EXCERPTED PASSAGE
================================

In Brett Favre’s much anticipated return to Green Bay, for the second time in less than a month the Vikings beat down the Packers for a very sweet victory for No. 4


Who says you can’t go home? Well, Minnesota Vikings quarterback Brett Favre not only returned to Green Bay, he kicked in the door with authority as the Vikings, led by No. 4, dominated the Packers 38-26. 

Some will say that the Vikings would not have won if not for emerging rookie WR/KR Percy Harvin (five catches for 84 yards and one TD plus five kick returns for 175 yards), but the day and game clearly belong to Favre.

After enduring a week of being called a “Waffler,” “Flip-Flopper,” “Drama Queen,” and “Traitor” by many of his former fans from his home of 16 years, Favre stepped on the field and put aside a booing crowd to stick it to his old team.

================================

Image point grounding data
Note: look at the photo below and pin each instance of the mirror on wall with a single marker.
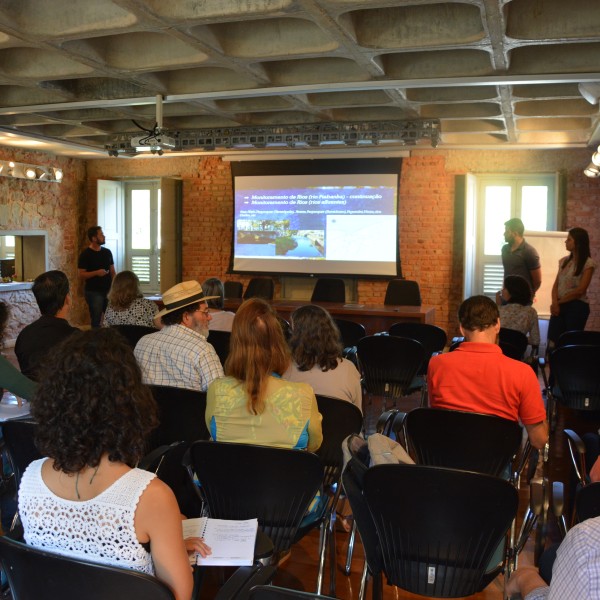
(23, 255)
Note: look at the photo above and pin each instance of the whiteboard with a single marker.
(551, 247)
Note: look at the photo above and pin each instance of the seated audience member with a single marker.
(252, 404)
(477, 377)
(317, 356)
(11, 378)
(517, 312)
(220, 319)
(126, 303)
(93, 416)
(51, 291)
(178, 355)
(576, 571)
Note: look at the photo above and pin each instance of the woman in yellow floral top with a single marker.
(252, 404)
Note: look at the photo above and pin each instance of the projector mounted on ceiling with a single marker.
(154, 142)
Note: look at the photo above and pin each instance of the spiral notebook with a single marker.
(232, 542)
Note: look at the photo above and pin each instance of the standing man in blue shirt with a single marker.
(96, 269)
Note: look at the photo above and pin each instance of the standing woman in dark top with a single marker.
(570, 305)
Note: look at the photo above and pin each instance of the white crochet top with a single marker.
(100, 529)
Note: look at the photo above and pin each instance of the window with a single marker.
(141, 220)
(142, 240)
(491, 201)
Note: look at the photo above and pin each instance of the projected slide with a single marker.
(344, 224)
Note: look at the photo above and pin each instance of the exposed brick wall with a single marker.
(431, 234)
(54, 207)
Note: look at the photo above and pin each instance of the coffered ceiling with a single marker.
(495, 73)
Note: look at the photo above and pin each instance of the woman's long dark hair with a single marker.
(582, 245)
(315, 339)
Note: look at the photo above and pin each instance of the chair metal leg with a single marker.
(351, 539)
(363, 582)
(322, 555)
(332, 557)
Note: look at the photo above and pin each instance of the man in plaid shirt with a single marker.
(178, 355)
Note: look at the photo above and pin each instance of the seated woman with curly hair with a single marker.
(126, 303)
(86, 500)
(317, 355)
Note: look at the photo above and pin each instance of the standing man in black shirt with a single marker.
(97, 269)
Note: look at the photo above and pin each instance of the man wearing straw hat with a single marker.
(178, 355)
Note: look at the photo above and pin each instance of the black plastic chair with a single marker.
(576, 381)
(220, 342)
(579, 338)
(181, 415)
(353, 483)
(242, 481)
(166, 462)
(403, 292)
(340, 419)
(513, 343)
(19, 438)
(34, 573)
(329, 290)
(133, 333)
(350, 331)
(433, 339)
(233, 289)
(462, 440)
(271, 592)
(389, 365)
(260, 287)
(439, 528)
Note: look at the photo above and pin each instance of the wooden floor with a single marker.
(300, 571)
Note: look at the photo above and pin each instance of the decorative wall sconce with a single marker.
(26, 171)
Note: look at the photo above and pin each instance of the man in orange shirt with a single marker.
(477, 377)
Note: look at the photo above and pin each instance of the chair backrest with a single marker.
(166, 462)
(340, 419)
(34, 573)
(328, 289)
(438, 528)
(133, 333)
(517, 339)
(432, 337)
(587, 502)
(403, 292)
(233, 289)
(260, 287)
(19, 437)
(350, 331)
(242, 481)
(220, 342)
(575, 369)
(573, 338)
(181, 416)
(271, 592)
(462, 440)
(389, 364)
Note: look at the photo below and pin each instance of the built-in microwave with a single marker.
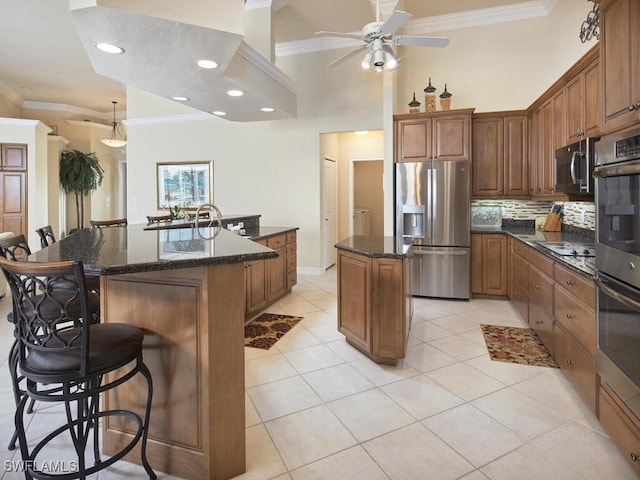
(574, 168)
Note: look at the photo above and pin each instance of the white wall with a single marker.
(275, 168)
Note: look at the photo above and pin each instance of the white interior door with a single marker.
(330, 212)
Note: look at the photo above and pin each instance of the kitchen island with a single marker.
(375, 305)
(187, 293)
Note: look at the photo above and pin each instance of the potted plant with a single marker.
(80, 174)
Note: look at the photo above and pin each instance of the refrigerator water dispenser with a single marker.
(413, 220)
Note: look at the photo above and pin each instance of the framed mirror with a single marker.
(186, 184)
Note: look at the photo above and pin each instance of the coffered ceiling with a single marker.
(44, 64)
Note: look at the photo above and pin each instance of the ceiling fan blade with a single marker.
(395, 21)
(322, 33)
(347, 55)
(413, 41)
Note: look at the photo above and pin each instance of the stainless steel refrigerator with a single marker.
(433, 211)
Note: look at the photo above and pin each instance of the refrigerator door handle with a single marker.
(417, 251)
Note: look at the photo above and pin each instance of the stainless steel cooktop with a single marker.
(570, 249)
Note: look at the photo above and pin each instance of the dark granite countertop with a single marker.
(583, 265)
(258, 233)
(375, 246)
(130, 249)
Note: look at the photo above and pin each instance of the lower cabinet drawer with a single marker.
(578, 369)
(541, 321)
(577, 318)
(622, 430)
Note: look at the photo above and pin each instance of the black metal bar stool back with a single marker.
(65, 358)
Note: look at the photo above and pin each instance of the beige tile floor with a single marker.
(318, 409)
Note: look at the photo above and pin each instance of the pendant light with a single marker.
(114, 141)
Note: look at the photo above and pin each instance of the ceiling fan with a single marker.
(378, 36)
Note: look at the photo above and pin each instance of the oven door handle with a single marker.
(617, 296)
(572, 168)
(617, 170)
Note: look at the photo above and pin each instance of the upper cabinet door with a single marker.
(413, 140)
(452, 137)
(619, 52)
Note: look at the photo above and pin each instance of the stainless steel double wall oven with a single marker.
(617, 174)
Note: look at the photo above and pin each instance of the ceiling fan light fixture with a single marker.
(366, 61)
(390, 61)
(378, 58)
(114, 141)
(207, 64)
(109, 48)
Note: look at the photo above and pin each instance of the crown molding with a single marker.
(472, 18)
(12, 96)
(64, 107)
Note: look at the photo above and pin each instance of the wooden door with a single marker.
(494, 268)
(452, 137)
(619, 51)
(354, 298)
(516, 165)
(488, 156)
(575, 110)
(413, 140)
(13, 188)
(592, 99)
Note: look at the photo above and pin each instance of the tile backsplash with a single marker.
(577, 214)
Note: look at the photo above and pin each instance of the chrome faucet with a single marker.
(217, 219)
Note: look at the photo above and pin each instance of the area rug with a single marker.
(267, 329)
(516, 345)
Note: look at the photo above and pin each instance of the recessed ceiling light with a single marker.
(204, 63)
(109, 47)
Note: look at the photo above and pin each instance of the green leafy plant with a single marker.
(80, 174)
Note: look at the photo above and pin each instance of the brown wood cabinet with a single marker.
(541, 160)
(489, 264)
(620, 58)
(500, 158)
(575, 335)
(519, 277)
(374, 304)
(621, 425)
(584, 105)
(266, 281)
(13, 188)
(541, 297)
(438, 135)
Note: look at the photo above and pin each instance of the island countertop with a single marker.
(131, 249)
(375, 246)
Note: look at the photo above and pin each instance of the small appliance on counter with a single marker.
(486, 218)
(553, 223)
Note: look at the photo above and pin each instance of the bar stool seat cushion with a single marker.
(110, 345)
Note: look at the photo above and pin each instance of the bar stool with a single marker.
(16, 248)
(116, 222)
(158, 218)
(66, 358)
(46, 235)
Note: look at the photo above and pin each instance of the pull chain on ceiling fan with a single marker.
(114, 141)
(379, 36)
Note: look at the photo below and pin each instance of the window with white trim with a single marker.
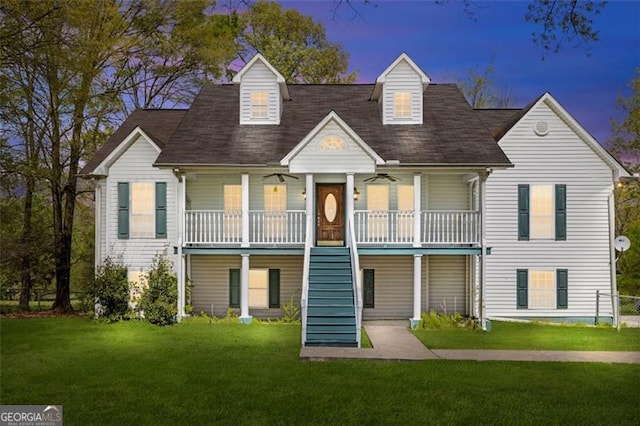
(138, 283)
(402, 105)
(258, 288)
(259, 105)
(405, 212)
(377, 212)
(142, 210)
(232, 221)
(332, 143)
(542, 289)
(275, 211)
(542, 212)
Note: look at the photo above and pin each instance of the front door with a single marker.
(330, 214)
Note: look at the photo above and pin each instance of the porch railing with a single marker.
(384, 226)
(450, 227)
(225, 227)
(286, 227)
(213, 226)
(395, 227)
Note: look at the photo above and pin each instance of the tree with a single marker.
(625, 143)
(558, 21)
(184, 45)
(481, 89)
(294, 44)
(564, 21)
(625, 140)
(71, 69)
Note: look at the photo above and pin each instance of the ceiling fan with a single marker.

================================

TASK DIRECTIONS
Decide whether each statement agrees with the game recap above, answering yes or no and quoting the deciding words: (a) The Vikings beat the Packers 38-26. (b) Percy Harvin scored two touchdowns on receptions. (c) The recap calls Green Bay Favre's home of 16 years.

RESULT OF THE TASK
(a) Yes: "dominated the Packers 38-26"
(b) No: "five catches for 84 yards and one TD"
(c) Yes: "his home of 16 years"